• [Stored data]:
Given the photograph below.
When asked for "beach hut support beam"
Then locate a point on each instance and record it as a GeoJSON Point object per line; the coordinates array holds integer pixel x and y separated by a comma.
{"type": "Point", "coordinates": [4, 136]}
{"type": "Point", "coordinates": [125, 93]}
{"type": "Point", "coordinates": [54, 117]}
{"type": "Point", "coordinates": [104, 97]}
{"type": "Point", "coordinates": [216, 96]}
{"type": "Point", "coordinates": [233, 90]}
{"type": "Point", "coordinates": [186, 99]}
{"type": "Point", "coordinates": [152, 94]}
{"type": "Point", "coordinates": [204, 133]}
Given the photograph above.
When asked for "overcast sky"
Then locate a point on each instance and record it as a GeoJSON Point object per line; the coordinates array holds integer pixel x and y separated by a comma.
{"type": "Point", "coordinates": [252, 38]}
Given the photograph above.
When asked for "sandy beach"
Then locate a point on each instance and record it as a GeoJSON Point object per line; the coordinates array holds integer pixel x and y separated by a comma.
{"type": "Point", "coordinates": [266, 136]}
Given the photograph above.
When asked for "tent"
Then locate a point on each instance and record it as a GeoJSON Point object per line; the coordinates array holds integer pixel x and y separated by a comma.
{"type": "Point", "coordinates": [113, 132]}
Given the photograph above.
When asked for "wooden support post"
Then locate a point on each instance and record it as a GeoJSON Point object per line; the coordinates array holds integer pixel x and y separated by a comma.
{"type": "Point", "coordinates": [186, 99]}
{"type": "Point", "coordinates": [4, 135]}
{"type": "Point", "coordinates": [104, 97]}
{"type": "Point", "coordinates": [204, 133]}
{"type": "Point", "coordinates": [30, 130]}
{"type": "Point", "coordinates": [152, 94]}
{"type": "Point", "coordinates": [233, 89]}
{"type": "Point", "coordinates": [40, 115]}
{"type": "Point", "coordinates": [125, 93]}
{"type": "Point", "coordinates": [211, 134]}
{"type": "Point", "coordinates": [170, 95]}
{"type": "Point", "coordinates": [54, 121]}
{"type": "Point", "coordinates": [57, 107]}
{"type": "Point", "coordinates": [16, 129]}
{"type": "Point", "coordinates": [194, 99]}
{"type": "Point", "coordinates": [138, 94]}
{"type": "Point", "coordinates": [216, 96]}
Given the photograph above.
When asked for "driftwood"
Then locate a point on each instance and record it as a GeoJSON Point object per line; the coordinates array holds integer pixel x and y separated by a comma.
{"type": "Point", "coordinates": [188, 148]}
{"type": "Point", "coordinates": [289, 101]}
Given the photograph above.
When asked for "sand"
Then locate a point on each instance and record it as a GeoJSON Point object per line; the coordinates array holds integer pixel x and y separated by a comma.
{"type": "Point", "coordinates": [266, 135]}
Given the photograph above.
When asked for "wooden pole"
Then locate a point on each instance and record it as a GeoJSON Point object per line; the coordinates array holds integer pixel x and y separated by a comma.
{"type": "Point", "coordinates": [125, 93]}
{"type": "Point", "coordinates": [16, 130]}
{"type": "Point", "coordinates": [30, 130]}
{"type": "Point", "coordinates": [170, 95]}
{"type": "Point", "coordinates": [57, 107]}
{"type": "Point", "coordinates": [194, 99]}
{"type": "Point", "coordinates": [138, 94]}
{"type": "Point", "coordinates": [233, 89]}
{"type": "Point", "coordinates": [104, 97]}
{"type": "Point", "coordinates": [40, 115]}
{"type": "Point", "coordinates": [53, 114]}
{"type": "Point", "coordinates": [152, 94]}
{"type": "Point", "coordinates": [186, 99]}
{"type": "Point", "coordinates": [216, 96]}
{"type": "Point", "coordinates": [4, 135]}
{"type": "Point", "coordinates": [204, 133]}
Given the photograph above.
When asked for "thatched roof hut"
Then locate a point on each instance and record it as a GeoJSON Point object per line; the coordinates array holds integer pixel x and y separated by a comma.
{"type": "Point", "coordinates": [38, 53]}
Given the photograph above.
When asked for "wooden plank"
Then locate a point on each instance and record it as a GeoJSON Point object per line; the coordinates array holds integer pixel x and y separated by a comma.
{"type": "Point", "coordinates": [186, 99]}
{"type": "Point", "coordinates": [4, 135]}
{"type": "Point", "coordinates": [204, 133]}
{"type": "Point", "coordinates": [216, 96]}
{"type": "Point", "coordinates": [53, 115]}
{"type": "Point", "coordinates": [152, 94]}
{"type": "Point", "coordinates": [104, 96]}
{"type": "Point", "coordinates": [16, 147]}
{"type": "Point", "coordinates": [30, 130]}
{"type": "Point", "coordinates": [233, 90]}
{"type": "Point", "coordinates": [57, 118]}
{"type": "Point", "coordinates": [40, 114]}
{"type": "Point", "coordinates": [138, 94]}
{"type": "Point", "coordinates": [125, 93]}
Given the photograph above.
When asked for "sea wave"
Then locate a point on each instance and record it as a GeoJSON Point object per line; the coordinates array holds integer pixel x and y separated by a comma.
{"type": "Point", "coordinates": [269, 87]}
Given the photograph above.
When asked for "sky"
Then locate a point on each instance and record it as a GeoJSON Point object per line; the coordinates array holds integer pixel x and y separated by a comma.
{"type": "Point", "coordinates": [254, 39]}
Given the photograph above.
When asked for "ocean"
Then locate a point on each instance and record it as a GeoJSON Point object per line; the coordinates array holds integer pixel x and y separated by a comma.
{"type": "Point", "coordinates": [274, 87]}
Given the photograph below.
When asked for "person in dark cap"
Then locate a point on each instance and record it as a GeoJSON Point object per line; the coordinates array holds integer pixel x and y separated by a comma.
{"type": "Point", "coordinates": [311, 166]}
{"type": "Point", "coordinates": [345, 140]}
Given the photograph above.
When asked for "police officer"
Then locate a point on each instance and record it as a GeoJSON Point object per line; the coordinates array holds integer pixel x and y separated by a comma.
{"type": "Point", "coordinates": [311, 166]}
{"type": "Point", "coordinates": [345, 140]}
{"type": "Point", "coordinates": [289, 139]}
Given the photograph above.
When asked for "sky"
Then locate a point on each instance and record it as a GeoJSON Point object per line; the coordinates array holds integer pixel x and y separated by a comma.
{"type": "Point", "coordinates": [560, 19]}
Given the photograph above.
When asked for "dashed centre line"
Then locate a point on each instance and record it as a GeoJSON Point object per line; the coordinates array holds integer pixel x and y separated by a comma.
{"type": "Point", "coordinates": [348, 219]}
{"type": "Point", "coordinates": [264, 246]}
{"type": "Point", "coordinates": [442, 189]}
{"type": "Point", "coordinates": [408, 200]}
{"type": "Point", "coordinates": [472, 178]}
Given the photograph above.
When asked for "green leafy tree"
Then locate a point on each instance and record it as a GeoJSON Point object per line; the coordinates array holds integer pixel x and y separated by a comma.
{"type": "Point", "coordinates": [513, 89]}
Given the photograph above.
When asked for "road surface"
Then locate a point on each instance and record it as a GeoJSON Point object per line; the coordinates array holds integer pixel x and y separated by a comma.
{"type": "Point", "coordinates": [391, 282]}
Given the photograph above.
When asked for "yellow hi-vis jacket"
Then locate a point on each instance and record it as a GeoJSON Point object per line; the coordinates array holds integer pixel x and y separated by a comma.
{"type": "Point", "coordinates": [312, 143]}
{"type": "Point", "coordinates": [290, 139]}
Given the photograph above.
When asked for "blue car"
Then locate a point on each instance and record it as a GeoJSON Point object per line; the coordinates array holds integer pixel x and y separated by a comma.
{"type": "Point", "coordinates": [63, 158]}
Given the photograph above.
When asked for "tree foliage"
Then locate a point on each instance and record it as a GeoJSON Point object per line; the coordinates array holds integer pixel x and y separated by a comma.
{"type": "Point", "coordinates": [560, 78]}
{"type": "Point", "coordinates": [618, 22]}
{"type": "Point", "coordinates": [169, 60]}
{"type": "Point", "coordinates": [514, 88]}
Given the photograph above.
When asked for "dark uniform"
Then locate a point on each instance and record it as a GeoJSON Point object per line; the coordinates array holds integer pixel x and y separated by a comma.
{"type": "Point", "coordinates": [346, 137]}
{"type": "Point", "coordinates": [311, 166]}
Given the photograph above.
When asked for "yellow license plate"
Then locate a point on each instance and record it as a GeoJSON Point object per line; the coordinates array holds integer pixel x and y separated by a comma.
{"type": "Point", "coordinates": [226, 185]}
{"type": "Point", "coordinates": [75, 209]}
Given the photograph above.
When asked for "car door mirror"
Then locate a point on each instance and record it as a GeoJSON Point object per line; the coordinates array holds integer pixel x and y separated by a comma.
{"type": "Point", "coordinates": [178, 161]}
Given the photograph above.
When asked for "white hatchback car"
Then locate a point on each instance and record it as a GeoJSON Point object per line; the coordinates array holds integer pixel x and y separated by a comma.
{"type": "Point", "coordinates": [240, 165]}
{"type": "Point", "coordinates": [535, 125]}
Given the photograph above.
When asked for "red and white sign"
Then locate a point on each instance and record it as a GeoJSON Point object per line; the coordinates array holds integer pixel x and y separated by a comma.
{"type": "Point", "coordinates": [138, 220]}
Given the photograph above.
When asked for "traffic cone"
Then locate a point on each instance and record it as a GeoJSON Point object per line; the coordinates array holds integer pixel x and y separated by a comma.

• [What is required]:
Your answer should be a number only: the count of lines above in which the string "dark" appears.

• [Output for this task]:
2